> Extracted text:
┌──

Variables and Commands
The following variables are used for RDP only and can be setd from the Drivegui (S700 Setup Software) terminal screen:
| RDP | Mode |
|---|---|
| 0 | RDP disabled; normal S700 operation. |
| 1 | RDP mode enabled; Enable mode = “Fault Disables Other Drive.” |
| 2 | RDP mode enabled; Enable mode = “Fault Forces Other Drive From RDP.” |
SAVE and COLDSTART are required after setting parameter RDP.
| RDPBIAS | Bias current in amps. | Normally set at 10%-25% of continuous current. |
| RDPCLAMP | Maximum output of equalization circuit in RPMs. | Normally set at 50 RPM. |
| RDPKI | Integral gain of equalization circuit. | Normally set at 13. |
| RDPKP | Proportional gain of equalization circuit. | Normally set at 300. |
| RDPON | Test variable. | Will be set to 1 only when RDP is active, otherwise 0. |
| RDPINT | Test variable. | Equals the integral value of the RDP equalization circuit. Scaled for 9000000 = 1RPM (this is 9 million = 1RPM). Limited by RDPCLAMP. |
Select Enable Mode
Select the mode of operation if one drive faults (RDP parameter). Choose either “ fault disables other drive ” or “ fault forces other drive from RDP ”. Both drives must be configured the same way.
Both drives must be configured for either “Fault disables other drive” or Fault forces other drive from RDP.” Failing to observe this may result in non-faulted drive running away at full velocity with the other drive faulted.
Wiring in case of "fault disables other drive" mode
The enable of the twoS700 must be wired through the BTB/RTO (Ready To Operate) contacts of both S700. This prevents one S700 from being enabled before the other is ready to be enabled.

└──

> Jobs:
a) From the RDP variables text, list each variable for which a normal setting is given, together with that setting.
b) Collect every line of the listing that contains the string "target", treating uppercase and lowercase letters as distinct.

> Source data:
┌──

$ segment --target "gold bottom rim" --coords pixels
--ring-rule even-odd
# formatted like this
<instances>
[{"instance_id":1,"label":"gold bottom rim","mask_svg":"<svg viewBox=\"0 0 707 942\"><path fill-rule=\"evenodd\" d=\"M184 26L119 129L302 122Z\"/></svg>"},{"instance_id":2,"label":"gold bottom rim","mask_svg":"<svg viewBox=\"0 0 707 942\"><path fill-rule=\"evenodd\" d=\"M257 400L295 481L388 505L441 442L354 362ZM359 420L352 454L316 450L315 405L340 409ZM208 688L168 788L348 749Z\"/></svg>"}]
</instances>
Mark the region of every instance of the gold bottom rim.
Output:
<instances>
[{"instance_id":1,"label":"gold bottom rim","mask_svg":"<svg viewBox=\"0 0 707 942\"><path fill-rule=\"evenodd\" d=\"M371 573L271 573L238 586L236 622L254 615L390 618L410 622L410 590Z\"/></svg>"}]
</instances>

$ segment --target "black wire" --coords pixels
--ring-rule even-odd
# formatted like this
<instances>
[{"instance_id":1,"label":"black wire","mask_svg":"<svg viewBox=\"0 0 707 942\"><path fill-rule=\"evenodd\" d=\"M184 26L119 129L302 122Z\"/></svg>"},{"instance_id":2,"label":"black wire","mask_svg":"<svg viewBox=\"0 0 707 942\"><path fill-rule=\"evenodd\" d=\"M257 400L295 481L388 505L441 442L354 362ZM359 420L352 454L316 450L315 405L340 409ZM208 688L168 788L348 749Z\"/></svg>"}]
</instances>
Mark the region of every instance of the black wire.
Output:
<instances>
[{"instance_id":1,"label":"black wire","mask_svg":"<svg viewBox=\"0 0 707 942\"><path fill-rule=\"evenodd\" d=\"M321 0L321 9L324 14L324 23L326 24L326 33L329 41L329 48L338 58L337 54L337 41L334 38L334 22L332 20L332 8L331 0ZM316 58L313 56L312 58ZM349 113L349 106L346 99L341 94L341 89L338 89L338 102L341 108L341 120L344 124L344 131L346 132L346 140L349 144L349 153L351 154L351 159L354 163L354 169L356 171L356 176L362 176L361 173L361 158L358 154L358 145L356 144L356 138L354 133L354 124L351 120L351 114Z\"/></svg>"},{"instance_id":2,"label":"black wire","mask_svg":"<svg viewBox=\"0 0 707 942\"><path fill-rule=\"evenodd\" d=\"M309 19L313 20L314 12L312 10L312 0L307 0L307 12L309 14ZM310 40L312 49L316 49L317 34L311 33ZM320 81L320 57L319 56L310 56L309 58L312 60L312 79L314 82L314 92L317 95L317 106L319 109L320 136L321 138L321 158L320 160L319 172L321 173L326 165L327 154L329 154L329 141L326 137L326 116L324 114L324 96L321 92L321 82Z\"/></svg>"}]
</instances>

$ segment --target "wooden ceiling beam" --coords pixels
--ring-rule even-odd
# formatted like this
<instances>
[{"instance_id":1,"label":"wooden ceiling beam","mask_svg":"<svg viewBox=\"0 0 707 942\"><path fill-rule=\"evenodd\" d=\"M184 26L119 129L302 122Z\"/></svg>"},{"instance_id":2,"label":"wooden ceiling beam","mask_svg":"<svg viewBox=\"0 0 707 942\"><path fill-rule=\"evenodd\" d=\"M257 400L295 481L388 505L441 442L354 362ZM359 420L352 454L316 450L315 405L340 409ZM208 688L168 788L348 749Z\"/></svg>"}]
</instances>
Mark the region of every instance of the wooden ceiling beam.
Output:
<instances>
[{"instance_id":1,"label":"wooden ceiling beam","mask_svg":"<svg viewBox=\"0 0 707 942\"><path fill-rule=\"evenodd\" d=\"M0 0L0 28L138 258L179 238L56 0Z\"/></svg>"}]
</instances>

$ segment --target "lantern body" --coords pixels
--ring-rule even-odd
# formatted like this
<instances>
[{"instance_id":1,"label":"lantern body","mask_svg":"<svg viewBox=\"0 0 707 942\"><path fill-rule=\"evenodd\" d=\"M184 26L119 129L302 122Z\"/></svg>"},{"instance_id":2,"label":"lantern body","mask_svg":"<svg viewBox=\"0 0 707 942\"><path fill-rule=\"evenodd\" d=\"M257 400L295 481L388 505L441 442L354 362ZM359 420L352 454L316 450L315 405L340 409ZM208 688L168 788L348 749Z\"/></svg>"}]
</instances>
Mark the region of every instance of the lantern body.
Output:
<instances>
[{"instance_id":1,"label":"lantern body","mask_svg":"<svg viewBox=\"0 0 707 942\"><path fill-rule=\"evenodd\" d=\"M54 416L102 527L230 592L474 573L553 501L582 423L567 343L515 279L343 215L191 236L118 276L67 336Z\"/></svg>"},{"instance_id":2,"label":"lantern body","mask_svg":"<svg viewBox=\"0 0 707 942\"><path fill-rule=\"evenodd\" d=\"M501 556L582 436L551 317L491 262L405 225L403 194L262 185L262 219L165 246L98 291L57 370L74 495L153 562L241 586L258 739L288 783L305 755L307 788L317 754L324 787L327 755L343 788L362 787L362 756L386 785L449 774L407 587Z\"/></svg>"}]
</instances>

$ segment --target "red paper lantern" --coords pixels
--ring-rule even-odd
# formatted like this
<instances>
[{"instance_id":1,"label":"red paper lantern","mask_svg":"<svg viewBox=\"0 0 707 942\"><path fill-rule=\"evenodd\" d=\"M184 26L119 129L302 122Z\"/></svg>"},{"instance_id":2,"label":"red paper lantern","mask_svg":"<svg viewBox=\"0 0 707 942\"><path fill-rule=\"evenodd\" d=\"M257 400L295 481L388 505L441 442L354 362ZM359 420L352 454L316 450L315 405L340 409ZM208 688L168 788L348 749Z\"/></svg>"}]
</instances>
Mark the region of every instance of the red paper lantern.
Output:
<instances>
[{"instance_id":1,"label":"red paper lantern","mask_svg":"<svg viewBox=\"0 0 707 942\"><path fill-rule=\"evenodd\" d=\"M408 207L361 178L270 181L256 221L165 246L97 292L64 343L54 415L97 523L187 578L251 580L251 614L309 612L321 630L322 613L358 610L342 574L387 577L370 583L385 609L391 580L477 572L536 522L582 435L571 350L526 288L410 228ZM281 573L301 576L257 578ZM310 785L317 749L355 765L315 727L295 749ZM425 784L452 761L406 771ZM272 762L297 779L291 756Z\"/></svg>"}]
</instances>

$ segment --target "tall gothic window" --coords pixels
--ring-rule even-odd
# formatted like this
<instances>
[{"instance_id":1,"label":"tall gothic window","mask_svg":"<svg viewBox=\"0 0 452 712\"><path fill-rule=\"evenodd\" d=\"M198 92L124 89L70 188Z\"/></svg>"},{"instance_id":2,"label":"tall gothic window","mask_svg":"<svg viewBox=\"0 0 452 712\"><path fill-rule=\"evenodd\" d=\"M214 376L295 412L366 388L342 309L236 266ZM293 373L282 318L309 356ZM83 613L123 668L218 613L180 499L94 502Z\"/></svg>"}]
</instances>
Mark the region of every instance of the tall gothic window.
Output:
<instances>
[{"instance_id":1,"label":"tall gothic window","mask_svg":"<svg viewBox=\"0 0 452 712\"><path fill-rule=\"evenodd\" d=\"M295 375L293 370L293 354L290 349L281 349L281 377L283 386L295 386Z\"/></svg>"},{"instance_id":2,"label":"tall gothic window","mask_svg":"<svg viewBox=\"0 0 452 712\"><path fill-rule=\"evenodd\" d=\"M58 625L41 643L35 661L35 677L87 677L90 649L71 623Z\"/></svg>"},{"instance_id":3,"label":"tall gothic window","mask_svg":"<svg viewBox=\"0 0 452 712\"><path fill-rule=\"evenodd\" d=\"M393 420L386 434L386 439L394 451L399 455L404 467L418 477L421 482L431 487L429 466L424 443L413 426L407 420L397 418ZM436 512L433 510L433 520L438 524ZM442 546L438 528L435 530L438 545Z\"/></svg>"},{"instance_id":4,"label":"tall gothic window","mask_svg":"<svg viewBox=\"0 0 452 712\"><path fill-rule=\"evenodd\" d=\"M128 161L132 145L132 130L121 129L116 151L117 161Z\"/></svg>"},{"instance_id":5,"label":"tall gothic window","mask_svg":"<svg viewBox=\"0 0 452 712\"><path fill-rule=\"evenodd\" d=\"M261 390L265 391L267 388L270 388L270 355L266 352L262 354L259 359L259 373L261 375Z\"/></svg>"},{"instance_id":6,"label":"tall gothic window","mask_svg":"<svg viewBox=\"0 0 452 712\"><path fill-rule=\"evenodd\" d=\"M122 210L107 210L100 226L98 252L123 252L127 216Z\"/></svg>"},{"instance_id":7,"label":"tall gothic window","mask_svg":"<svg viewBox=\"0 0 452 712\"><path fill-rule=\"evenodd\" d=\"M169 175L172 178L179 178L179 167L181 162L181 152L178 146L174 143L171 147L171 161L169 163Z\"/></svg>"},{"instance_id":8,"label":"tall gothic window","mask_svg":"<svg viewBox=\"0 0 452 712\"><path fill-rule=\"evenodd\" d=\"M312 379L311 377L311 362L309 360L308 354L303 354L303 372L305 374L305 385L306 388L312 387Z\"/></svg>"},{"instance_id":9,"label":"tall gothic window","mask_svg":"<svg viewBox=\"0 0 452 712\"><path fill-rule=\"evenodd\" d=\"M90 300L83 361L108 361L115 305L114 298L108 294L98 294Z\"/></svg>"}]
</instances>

└──

> Answers provided:
a)
RDPBIAS: 10%-25% of continuous current
RDPCLAMP: 50 RPM
RDPKI: 13
RDPKP: 300

b)
$ segment --target "gold bottom rim" --coords pixels
$ segment --target "black wire" --coords pixels
$ segment --target "wooden ceiling beam" --coords pixels
$ segment --target "lantern body" --coords pixels
$ segment --target "red paper lantern" --coords pixels
$ segment --target "tall gothic window" --coords pixels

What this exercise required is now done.